> [Document extract]
··········
A little background...Ruger is five. I have been training him myself since he was a pup. I did research and asked a lot of questions of men who have trained good bird dogs. On many of occasion I asked them to come over and help me and give me advice. For the first two years I worked on OB at home, while I was gaining experience in bird hunting myself. Unfortunately, the two old fellas that were helping me with Ruger have since passed on. Last season, Ruger was by no means perfect, but I was told he did well. Basically, he sat in the blind until I sent him on a retrieve. I am quite proud of him actually, I don't expect a champion, he is my hunting partner, and we have been learning together. I just want to get him to do his job and bring back birds that I have dropped when he is supposed to, like he had been doing until the last week.

When at home he is still on par with his obedience, holds, commands, retrieving..that is until he hears a gunshot. Do I just keep on instilling the basics for awhile, without the gun?
··········
> [What you should do] In the forum post about training Ruger, what did the owner work on at home during the first two years?

> [Material provided]
··········
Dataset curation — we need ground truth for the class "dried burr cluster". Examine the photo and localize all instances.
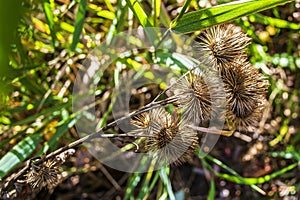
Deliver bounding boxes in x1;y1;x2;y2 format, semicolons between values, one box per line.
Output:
··········
> [Result for this exercise] Obedience.